- [Passage given]:
┌──
# Smoked Rump Roast .....it came out ........MMmmmmm!!!!!



## shoneyboy

Sorry I haven’t been able to post in a while, between work, school and my son graduating I haven’t had time to smoke anything in a while. So, I took today off today to get some me time and I decided to do it right and get my smoke on!!!! First off, I have been wanting to try this for a long time now, but have not have the nerve to try it……UNTIL TODAY !!! I found several rump roasts at Albertsons on sale yesterday…. Had to pick up a couple of them….if for no other reason because they were 1.99 a pound…..I bought 5 of them, all about 3lbs and pretty as can be
	

		
			
		

		
	











	

		
			
		

		
	
…..So my wife wanted me to cook some chicken thighs last night…Well it didn’t seem to work out (laziness) we had the old standby, hot dogs and chili, The wife and I both had to work late yesterday …..So I decided to smoke them chicken thighs today and I just couldn’t pass up the opportunity to give smoking that rump roast a try ….Last night I rubbed the chicken with a dry rub of garlic powder, onion powder, black pepper, paprika and salt….bagged it and in the refrigerator it went….Well since I was going to have the smoker going anyway I decided to rub the roast with a rub too….The only thing I added to the above recipe was cayenne pepper to give the roast a little bite… I smoked the chicken and roast with some oak and hickory …..I smoked the chicken for 2hrs at 250 (165 IT) and it came out great, everyone loved it!!! But I was waiting on that roast …….I took the roast to a IT of 180 which I was not sure if that was good or not ( I read several other post and they said 190-205), but I felt that I was not going to cause a problem……Man did it look pretty !!!!! I let it rest on the table for about 2 hrs and I could not take it, I cut into it……Oh my goodness is it good!!!!!! All I can tell anyone else that is waiting on trying anything because you are scared of messing it up!!!! Don’t be!!!!! Sometimes the only way to learn is to try it …..I will be doing this again very soon!!!Thanks for looking at my post !!! ShoneyBoy .......


----------



## chef jimmyj

Your Beef looks good! Taking that Roast to 180* is fine if you like it Really Well done but I think Rump is great at 130*F Med/Rare. It will be really juicy. If you like well done you only need to go to 160*F. You may enjoy this Smokey Au Jus with the next one...JJ

Smokey Au Jus

1- Lg Onion,

4-5 Carrots,

3-4 Ribs Celery

3-4 Peeled Cloves of Garlic

Toss them in a pan under the Beef, and let the whole deal Smoke for one hour,

THEN add 4-6 Cups Beef Broth,

2 Tbs Tomato Paste,

1/2tsp Dry Thyme (4-5 sprigs Fresh)

1-2 ea Bayleaf

Finish the Smoking process to the IT you want.

While the Roast is resting, dump the pan juices veggies and all into a 2-3Qt Sauce pot and add 1Cup Red Wine, something you like to drink, and bring the Jus to a boil, lower the heat and simmer 20-30 minutes. Strain out the veggies and let the Jus rest a minute or so for the Fat to rise. Skim off the bulk of the fat then using strips of paper towel laid on top of the Jus then quickly removed, take off the last little bit of fat.

The purpose of Smoking the Vegetable for 1 hour before adding the Broth and Herbs is...The Smoked vegetables Roast in the Dry heat concentrating their Flavors and Sweetness giving the finished Jus a Richer, Deeper, Full Flavor.

Serve the sliced Beef Au Jus or thicken the Jus to make Gravy.
└──
- [What you will do]:
[1] Reproduce the portion of the smoked rump roast thread starting with "1/2tsp Dry Thyme" and going on through "Deeper, Full Flavor.", without altering a word.
[2] According to the smoked rump roast thread, which ingredients made up the dry rub applied to the chicken thighs?
[3] In the smoked rump roast thread, what internal temperature does the reply give for a medium-rare rump roast?

- [Dataset excerpts]:
┌──
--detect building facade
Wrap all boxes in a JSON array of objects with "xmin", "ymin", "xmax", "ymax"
└──
┌──
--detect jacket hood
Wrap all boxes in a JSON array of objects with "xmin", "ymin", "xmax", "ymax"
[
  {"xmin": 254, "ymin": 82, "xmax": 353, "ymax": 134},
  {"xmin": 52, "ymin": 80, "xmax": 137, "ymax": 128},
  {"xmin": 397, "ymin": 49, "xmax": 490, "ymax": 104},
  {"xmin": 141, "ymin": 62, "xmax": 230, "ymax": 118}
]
└──
- [Exercise answers]:
[1]
1/2tsp Dry Thyme (4-5 sprigs Fresh)

1-2 ea Bayleaf

Finish the Smoking process to the IT you want.

While the Roast is resting, dump the pan juices veggies and all into a 2-3Qt Sauce pot and add 1Cup Red Wine, something you like to drink, and bring the Jus to a boil, lower the heat and simmer 20-30 minutes. Strain out the veggies and let the Jus rest a minute or so for the Fat to rise. Skim off the bulk of the fat then using strips of paper towel laid on top of the Jus then quickly removed, take off the last little bit of fat.

The purpose of Smoking the Vegetable for 1 hour before adding the Broth and Herbs is...The Smoked vegetables Roast in the Dry heat concentrating their Flavors and Sweetness giving the finished Jus a Richer, Deeper, Full Flavor.

[2] Garlic powder, onion powder, black pepper, paprika, and salt

[3] 130°F